CHALLENGES:
- 1) From the passage on the Comcast–NBCU merger hearings, copy the text between "But maybe it" and "be very productive.", inclusive.
- 2) According to the passage on the Comcast–NBCU merger hearings, which FCC Commissioner voiced support for public hearings on the merger?

::: PASSAGE PROVIDED :::

She added the new members to the original letter via an addendum, saying that taken as a whole the signatures represent a “geographically, ideologically and racially diverse group.”

Further, in a House Judiciary hearing on the DOJ, Waters asked Attorney General Eric Holder if he thought evidence brought to light via field hearings could help instruct the DOJ’s review of the merger, he said “they could be.”

“As stewards of the common good and as policymakers, it is important for us to do all that we can to ensure full transparency in the merger,” said Waters. “We’ve heard from many consumer and media advocacy groups who raise concerns about each company’s overall business activities related to programming, ownership and personnel diversity, and who fear that a merger of this size and scope would have a broad impact on the American consumer.”

She concluded, “I am pleased that more of my colleagues have joined me in this endeavor, and I am encouraged that FCC Commissioner Mignon Clyburn has voiced her support for public hearings on the merger as well. In an age of media consolidation and a lack of female and minority diversity in the boardroom, my colleagues and I are committed to a process that asks tough questions, provides answers, and ensures the American people that their best interests are considered.”

RBR-TVBR observation: Here is evidence that Waters well knows how to play the game in Washington. She made the exact same point awhile back that she is making now. It gets some press, and then it goes down the memory hole as new issues spring up and take center stage. So she patches on a few more signatures to the original document and brings it up again. And a week or so from now, Waters can collect another 20 signatures and do it a third time.

We believe that field hearings accomplish very little. They do not attract a cross-section of the American public, they attract activists; they do not attract satisfied customers of Comcast or NBCU, they attract people with a bone to pick.

But maybe it is a good think to force the two companies to face their detractors in public. They can attempt to turn such a meeting into a positive. It gives them a chance to explain themselves and to counter negative charges.

But in the end, although we aren’t philosophically opposed to the idea of field hearings, we just don’t think they tend to be very productive.

::: SUPPLIED DATA :::

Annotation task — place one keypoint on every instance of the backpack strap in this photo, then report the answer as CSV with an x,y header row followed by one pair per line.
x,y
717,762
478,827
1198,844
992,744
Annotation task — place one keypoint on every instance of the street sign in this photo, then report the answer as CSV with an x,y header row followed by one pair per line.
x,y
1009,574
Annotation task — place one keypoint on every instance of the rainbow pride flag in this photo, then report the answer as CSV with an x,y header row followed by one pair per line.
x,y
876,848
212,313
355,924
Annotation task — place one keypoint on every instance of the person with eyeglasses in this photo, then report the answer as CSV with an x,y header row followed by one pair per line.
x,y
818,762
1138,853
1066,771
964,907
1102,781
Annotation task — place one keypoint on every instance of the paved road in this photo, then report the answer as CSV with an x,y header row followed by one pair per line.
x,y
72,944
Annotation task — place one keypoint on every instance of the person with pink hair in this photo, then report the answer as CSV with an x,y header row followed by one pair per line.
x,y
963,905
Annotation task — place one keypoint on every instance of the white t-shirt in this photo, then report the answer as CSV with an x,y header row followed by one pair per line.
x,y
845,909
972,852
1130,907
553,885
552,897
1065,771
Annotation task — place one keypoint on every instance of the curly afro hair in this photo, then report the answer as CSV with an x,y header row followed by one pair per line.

:::

RESULTS OF THE TASKS:
- 1)
But maybe it is a good think to force the two companies to face their detractors in public. They can attempt to turn such a meeting into a positive. It gives them a chance to explain themselves and to counter negative charges.

But in the end, although we aren’t philosophically opposed to the idea of field hearings, we just don’t think they tend to be very productive.

- 2) Mignon Clyburn